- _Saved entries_
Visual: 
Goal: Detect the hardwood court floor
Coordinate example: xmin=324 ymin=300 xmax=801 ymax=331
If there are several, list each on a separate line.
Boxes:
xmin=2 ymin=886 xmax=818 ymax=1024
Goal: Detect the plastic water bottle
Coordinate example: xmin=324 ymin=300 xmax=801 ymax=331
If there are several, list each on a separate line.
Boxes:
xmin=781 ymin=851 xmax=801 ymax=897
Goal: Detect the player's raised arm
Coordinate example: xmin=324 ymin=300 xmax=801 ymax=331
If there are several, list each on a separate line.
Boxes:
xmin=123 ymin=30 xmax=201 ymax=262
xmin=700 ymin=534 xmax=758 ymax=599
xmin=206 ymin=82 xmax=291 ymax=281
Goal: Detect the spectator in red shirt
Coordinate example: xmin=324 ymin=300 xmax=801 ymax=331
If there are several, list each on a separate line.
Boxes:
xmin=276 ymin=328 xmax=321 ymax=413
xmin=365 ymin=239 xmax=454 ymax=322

- _TASK GOAL_
If a line of the data contains the word "Detect", it counts toward the total; state that total alone.

- _ANSWER TO THIS TASK_
4